**Exercice proposé**
Répondez brièvement à ces questions sur l'entretien consacré aux rencontres écosocialistes européennes :
1. Dans quelle ville et à quelles dates ces rencontres ont-elles eu lieu ?
2. Qui a ouvert la rencontre en plénière par un exposé sur les liens entre féminisme et écologie ?
3. Quel maire a-t-on entendu lors de la soirée de solidarité avec les ouvriers agricoles d'Andalousie, et de quel village ?

**Extrait de la source**

^^^^^^^^^^^^^^^^

Premières rencontre écosocialiste européennes

Premières rencontre écosocialiste européennes : Un succès

Nous nous sommes entretenus avec Juan Tortosa, l’un des organisateurs des premières rencontres écosocialistes européennes, qui se sont tenues à Genève, du 24 au 26 janvier derniers, à l’initiative du groupe écosocialiste de solidaritéS.

Dans quel contexte cette initiative a-t-elle été prise?

 

La nature du système capitaliste le pousse à foncer tête baissée dans le mur : crise sociale, réchauffement climatique, épuisement des ressources naturelles, etc. Sa logique d’expansion sans fin pour le profit de quelques-uns est inséparable du productivisme et du consumérisme qui ruinent l’être humain et la nature. Les réponses qu’apporte le capitalisme à sa propre crise – exploitation accrue des salarié·e·s et destruction des timides conquêtes sociales des décennies d’après-guerre, course à la production de nouveaux hydrocarbures (gaz de schiste), prolongation indéfinie du nucléaire, marchandisation du carbone et de la nature, etc. – font totalement fi de l’urgence écologique et sociale à laquelle l’humanité est confrontée. De même, les politiques des partis socialistes et verts n’offrent aucune alternative à cette capitulation?; pire, elles entretiennent un sentiment d’impuissance dangereux.

C’est pourquoi, le mouvement écologique et social antisystémique a besoin de se coordonner pour apprendre des expériences en cours, proposer des campagnes communes et développer un ensemble de revendications de rupture. Il a besoin de faire vivre le débat autour de l’horizon d’émancipation humaine dont discutent aujourd’hui les tenants de l’écosocialisme, de l’écologie sociale et libertaire, de l’écoféminisme, de la décroissance, etc.

La dimension internationale de ce combat est évidente, c’est pourquoi la soirée d’ouverture a donné la parole à MariCarmen Garcia Bueno, membre de la direction internationale de La Via Campesina, sur les luttes des femmes pour la défense de la Terre?; à Daniel Tanuro, sur les enjeux du réchauffement climatique?; et à Michael Lowy sur ce que le Sud peut nous apprendre. Nous avons souligné aussi qu’il n’y a pas de projet écosocialiste sans une forte dimension féministe, commençant la rencontre en plénière par le magnifique exposé de Yayo Herrero sur ce que peut apporter le féminisme à l’écologie et ce que peut apporter l’écologie au féminisme. La soirée de solidarité avec les luttes des ouvriers agricoles d’Andalousie – pour le droit à la terre et contre la répression – nous a aussi donné la chance d’entendre le maire du village de Marinaleda, Juan Manuel Sanchez Gordillo.

 

Qui a participé à ce premier rendez-vous écosocialiste européen?

 

Nous avons voulu affirmer la dimension anticapitaliste de cette rencontre tout en nous ouvrant à d’autres secteurs. Cela impliquait de laisser toute leur place aux mouvements sociaux pour évoquer leurs expériences. La mise sur pied d’égalité, le respect mutuel et la préservation de l’autonomie de chacun sont des éléments positifs du bilan, de même que la participation d’acteurs·trices de différentes générations.

^^^^^^^^^^^^^^^^

Extraits de données d'étiquetage de lieux
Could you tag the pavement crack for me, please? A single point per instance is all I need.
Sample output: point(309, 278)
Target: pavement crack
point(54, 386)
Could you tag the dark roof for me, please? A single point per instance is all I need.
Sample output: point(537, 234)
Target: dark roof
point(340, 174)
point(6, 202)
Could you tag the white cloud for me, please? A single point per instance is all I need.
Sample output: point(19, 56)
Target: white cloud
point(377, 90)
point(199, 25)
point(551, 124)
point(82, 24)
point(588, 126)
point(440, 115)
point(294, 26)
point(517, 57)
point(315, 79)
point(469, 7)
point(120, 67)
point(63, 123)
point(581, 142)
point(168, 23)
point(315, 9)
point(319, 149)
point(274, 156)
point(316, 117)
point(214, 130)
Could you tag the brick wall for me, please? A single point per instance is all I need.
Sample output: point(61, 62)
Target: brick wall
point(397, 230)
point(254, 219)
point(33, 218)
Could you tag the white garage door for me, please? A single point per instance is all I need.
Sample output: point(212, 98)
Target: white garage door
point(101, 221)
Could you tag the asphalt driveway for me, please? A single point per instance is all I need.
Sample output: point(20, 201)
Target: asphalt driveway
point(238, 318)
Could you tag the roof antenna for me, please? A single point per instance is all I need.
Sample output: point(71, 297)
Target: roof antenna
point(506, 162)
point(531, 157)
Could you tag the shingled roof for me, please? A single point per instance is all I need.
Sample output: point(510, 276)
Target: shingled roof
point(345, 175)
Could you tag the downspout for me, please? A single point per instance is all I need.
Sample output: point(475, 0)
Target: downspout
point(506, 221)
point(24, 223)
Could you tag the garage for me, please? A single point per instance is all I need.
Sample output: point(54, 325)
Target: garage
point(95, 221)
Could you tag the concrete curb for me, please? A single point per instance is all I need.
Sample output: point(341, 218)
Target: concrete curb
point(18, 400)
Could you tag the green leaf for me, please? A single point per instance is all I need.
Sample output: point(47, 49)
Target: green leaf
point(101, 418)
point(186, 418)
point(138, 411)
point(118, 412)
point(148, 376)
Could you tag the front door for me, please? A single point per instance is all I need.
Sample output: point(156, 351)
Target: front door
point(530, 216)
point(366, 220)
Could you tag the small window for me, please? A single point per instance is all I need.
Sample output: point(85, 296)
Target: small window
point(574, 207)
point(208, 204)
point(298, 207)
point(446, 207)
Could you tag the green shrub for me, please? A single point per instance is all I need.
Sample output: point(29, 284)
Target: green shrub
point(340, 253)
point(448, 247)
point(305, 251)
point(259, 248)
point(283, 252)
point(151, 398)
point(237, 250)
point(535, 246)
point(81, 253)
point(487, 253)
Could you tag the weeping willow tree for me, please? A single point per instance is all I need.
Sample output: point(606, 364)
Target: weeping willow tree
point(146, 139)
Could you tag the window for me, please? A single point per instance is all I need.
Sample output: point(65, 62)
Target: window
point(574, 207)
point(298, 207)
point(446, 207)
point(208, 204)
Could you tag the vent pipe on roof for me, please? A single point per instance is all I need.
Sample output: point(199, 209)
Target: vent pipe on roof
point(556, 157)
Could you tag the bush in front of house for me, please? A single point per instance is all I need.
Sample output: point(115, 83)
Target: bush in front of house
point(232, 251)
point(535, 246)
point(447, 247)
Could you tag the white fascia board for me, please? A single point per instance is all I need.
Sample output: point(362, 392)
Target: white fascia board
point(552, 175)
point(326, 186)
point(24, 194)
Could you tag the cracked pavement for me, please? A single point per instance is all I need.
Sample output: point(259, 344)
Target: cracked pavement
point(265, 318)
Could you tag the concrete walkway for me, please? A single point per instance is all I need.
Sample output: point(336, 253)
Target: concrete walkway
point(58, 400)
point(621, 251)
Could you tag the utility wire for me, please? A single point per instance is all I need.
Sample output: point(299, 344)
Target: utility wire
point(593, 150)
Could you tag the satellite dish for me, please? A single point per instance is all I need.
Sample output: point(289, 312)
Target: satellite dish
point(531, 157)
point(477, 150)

^^^^^^^^^^^^^^^^

**Réponse attendue**
1. À Genève, du 24 au 26 janvier.
2. Yayo Herrero.
3. Juan Manuel Sanchez Gordillo, maire du village de Marinaleda.